▼▼▼
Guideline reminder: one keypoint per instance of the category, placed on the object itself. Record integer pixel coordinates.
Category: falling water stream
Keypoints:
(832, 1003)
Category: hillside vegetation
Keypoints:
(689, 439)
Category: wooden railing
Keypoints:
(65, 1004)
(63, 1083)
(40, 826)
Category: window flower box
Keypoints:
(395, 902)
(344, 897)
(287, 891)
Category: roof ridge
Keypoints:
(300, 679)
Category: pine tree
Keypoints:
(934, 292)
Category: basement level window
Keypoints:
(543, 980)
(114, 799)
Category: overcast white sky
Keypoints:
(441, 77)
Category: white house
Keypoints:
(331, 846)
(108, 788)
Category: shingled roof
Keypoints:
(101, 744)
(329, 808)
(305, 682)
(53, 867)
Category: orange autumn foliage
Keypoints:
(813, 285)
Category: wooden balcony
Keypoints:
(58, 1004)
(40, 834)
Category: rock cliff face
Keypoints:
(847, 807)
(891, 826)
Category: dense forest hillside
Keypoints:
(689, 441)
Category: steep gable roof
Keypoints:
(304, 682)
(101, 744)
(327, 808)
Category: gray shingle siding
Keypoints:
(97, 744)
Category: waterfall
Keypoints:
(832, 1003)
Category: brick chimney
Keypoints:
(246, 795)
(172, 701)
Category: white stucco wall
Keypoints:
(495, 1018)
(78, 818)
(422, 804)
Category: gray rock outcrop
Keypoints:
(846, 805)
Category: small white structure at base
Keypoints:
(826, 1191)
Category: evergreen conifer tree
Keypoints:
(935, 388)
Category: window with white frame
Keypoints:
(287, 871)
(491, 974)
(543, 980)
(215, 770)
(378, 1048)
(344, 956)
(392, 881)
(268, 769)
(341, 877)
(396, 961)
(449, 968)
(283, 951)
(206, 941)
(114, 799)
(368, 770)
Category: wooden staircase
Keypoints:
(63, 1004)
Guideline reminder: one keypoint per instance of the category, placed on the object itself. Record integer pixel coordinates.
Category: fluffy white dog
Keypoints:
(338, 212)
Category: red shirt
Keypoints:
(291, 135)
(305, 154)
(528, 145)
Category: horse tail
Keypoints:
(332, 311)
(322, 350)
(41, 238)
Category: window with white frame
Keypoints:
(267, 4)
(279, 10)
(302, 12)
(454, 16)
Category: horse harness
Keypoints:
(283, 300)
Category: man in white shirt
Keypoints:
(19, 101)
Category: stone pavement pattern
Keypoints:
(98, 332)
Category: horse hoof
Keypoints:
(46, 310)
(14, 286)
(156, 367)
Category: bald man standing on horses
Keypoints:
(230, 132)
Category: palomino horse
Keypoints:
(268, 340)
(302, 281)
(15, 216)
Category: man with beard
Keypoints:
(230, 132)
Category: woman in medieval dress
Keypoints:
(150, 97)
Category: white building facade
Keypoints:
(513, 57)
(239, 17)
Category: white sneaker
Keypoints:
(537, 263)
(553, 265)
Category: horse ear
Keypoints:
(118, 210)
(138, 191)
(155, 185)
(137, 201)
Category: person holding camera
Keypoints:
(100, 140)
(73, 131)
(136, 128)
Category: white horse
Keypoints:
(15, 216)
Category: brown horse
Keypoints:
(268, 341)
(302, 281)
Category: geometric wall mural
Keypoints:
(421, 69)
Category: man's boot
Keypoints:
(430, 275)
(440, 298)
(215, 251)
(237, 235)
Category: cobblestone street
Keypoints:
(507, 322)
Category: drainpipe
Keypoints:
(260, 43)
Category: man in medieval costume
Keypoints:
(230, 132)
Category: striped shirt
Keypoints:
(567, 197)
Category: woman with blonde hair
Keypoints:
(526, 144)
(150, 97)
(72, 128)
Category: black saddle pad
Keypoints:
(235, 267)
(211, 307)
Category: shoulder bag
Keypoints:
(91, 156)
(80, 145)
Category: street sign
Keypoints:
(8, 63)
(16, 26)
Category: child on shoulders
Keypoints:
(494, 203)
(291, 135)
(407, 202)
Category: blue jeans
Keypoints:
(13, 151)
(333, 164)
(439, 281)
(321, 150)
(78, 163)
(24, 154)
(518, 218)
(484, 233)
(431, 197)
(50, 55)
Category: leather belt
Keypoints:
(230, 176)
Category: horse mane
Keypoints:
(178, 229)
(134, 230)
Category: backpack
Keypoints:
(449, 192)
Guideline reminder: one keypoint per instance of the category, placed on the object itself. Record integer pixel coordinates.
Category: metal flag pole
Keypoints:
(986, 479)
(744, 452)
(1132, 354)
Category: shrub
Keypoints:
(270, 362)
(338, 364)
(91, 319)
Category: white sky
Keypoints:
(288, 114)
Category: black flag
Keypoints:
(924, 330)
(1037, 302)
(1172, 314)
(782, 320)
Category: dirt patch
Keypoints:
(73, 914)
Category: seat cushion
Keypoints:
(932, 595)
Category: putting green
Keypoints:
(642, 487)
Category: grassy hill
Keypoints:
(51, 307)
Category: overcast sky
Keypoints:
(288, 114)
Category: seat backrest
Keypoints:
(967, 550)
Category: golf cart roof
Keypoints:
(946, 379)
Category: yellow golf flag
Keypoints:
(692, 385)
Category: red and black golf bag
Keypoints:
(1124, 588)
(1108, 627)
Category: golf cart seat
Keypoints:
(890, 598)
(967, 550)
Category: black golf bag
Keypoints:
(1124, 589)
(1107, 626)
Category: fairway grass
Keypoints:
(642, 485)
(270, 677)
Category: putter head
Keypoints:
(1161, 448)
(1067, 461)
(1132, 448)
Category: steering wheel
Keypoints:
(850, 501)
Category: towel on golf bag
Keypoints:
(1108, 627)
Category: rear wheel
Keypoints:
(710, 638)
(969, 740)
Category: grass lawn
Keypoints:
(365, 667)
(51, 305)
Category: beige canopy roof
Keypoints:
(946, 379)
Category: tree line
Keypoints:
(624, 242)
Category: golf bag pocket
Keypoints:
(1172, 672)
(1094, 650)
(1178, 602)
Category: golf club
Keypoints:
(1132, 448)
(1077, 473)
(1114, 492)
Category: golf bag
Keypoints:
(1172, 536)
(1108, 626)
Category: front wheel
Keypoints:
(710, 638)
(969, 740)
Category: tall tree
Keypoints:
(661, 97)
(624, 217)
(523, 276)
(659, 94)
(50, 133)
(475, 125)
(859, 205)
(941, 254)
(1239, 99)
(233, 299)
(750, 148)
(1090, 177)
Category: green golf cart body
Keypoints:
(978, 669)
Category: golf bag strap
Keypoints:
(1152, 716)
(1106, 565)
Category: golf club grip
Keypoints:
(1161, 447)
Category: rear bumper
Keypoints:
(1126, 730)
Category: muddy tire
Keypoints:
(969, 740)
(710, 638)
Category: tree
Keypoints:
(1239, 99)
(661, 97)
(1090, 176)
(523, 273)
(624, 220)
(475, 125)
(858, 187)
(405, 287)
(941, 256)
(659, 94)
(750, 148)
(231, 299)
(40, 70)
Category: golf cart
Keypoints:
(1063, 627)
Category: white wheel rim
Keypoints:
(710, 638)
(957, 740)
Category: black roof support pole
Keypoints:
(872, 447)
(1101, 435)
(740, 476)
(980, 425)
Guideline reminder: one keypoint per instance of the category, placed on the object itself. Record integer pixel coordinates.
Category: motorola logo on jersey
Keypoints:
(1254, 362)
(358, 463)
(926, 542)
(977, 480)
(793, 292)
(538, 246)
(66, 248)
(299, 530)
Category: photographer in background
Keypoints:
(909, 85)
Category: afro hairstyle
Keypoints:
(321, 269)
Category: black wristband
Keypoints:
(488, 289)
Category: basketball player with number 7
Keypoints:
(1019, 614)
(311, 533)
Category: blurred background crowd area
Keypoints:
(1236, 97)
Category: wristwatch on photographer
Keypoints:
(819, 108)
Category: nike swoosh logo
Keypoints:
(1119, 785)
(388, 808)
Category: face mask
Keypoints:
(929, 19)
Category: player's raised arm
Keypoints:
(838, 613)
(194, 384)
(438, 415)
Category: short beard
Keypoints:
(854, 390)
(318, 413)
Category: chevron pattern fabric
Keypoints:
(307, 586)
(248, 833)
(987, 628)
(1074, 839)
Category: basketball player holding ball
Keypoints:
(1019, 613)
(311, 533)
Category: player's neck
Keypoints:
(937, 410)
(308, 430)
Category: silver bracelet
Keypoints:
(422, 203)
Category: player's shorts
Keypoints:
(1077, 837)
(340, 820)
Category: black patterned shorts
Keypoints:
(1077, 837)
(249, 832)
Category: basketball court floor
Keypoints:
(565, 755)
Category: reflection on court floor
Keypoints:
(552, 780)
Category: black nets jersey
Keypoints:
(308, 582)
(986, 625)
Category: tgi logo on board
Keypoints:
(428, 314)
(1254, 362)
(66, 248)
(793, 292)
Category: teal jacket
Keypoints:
▲▲▲
→ What is being asked:
Output exactly the lines above, from the one holding "Category: afro hairstyle" through the end of the data, including the first and last.

→ Finished exercise:
Category: afro hairstyle
Keypoints:
(321, 269)
Category: black wristband
Keypoints:
(488, 289)
Category: basketball player with number 7
Keypoints:
(1019, 614)
(311, 533)
Category: blurred background crowd area
Keypoints:
(1236, 97)
Category: wristwatch on photographer
Keypoints:
(819, 108)
Category: nike swoosh logo
Keypoints:
(1119, 785)
(388, 808)
Category: face mask
Keypoints:
(929, 19)
Category: player's raised arm
Keypoints:
(838, 613)
(194, 384)
(438, 415)
Category: short beard
Keypoints:
(854, 390)
(318, 413)
Category: chevron pattern fabric
Keypoints:
(307, 586)
(248, 833)
(987, 628)
(1074, 839)
Category: basketball player holding ball
Keypoints:
(1019, 613)
(311, 533)
Category: player's neck
Keypoints:
(937, 410)
(308, 430)
Category: silver bracelet
Keypoints:
(422, 203)
Category: player's shorts
Keypoints:
(1077, 837)
(340, 820)
Category: black patterned shorts
Keypoints:
(1077, 837)
(249, 832)
Category: basketball court floor
Keypoints:
(565, 755)
Category: reflection on court floor
Keypoints:
(552, 780)
Category: black nets jersey
Keypoints:
(308, 582)
(986, 625)
Category: tgi logo on board
Keypoints:
(428, 314)
(1254, 362)
(66, 248)
(793, 292)
Category: teal jacket
Keypoints:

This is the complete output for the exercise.